_Goal_.
Report how many lines of the records below contain the string "shirt", matching case exactly. Give only the number.

Entries on locating named things:

**********

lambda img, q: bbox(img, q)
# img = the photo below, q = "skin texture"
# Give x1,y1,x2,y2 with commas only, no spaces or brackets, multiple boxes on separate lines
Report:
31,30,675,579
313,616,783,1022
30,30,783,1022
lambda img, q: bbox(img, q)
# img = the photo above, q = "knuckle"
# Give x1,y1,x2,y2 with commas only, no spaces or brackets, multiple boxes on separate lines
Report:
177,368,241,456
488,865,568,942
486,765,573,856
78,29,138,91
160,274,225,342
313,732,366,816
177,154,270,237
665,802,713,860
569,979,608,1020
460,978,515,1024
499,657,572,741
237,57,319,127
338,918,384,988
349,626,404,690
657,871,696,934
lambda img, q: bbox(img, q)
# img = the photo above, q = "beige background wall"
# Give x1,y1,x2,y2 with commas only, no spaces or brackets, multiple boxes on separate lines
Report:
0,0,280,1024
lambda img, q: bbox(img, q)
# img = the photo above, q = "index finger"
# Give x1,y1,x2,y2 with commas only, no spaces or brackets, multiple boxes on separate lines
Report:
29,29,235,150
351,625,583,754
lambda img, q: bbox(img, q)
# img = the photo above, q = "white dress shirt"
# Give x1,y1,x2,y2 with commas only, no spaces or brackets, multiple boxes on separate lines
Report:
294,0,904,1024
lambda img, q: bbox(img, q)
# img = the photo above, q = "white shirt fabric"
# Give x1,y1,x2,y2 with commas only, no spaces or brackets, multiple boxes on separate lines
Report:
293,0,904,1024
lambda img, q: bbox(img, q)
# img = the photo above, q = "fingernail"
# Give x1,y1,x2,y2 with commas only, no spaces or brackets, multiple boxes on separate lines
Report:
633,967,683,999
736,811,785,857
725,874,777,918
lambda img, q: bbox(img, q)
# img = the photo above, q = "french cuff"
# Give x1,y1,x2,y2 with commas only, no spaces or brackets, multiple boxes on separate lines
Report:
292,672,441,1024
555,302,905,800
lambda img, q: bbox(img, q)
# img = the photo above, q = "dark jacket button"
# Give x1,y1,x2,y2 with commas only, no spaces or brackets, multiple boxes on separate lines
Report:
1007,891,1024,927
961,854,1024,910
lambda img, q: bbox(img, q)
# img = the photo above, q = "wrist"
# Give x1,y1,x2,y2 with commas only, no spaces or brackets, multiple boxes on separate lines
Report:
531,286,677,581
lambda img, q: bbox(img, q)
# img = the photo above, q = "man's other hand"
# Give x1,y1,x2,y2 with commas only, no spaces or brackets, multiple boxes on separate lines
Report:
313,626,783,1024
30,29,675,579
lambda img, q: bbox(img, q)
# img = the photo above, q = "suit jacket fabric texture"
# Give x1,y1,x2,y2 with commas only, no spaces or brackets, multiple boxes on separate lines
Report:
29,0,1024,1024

**********

_Answer to this problem_.
2